→ **Set task**
Copy word for word every line from the one holding "Expected: for every instance of the bullring" through the end of the items, both ends included, and leave out any pictures.

→ **Task inputs**
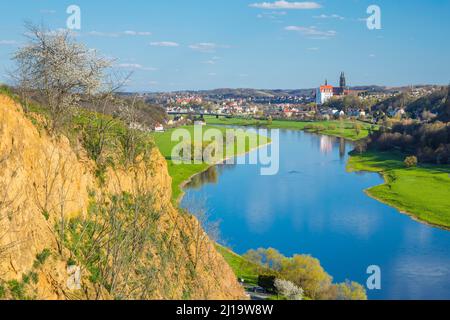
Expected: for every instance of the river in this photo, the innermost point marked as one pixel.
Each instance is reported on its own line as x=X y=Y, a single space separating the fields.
x=314 y=206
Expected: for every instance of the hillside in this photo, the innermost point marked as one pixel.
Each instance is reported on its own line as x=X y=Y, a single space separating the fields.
x=118 y=228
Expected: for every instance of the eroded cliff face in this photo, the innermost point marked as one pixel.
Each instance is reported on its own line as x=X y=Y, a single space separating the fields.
x=43 y=182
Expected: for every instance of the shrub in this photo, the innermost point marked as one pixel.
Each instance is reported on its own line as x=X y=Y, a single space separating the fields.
x=41 y=258
x=411 y=162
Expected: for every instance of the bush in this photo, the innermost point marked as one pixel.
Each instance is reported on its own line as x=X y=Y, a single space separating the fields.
x=267 y=282
x=411 y=162
x=41 y=258
x=288 y=290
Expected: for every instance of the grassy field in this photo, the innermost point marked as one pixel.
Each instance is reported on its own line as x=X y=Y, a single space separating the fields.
x=422 y=192
x=182 y=173
x=243 y=269
x=337 y=128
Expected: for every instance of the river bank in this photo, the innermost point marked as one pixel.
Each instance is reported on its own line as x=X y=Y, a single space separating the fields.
x=347 y=129
x=182 y=174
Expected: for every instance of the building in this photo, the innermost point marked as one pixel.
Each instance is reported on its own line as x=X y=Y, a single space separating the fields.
x=324 y=93
x=159 y=128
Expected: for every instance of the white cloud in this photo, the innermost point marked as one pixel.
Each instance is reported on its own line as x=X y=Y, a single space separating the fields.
x=312 y=32
x=165 y=44
x=47 y=11
x=118 y=34
x=286 y=5
x=333 y=16
x=206 y=47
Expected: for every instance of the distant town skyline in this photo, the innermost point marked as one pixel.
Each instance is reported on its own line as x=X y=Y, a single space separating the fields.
x=200 y=45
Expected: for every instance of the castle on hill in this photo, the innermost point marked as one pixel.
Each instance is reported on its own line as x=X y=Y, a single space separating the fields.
x=326 y=92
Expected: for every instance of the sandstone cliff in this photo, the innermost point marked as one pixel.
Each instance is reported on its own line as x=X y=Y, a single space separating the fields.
x=45 y=184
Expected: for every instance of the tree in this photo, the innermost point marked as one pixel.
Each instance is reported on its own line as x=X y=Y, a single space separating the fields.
x=445 y=115
x=307 y=273
x=59 y=70
x=288 y=290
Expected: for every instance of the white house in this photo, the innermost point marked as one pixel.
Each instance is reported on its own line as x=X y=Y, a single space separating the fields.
x=159 y=128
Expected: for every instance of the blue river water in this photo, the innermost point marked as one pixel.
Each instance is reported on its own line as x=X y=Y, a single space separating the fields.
x=314 y=206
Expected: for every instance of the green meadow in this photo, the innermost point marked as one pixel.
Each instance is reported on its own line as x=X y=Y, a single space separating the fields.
x=422 y=192
x=351 y=130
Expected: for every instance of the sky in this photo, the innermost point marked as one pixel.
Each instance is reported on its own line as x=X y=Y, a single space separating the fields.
x=205 y=44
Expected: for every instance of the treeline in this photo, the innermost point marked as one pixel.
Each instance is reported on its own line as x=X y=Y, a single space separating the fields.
x=429 y=142
x=427 y=107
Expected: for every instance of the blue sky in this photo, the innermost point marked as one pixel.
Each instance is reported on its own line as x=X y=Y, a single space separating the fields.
x=204 y=44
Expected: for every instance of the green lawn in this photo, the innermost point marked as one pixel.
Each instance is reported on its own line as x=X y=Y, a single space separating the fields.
x=243 y=269
x=181 y=173
x=422 y=192
x=344 y=128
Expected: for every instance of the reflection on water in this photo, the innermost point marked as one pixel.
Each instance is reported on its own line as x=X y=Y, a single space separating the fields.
x=314 y=206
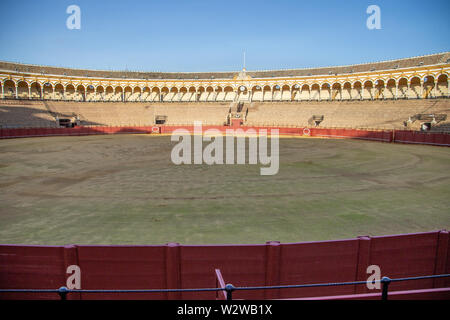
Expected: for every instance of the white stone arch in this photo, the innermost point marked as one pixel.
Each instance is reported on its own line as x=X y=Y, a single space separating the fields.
x=325 y=90
x=357 y=89
x=347 y=90
x=22 y=88
x=336 y=90
x=443 y=85
x=415 y=87
x=403 y=87
x=315 y=91
x=429 y=86
x=10 y=88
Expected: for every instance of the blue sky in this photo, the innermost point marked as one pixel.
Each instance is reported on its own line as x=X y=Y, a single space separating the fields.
x=200 y=35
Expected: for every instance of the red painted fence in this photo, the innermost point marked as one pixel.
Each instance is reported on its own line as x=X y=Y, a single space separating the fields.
x=415 y=137
x=192 y=266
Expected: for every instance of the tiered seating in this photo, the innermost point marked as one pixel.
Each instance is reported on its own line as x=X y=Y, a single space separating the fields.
x=25 y=114
x=349 y=114
x=187 y=113
x=355 y=114
x=141 y=114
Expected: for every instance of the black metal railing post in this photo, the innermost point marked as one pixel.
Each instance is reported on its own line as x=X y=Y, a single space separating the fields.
x=385 y=281
x=229 y=288
x=63 y=291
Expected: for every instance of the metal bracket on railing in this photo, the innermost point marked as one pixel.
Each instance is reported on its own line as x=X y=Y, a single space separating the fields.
x=385 y=281
x=229 y=288
x=63 y=291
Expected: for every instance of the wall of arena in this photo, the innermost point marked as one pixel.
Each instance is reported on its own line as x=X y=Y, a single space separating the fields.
x=411 y=78
x=191 y=266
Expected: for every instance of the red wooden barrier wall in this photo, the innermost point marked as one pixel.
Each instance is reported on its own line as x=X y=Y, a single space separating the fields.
x=190 y=266
x=414 y=137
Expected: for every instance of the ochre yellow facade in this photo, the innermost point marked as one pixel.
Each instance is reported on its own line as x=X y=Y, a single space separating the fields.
x=412 y=82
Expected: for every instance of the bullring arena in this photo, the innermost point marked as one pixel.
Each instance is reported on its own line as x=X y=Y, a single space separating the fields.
x=85 y=160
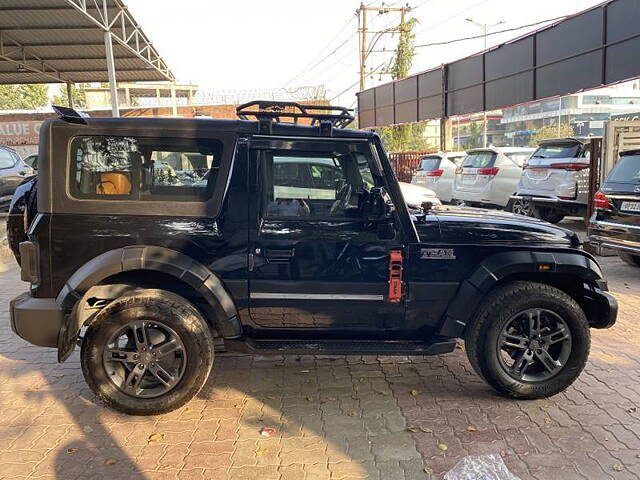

→ **Exercise answer**
Expected: for every instance of the bullring arena in this photo, the innermost point marked as one pixel.
Each instance is reported on its own line as x=X y=Y, a single space separating the fields.
x=85 y=160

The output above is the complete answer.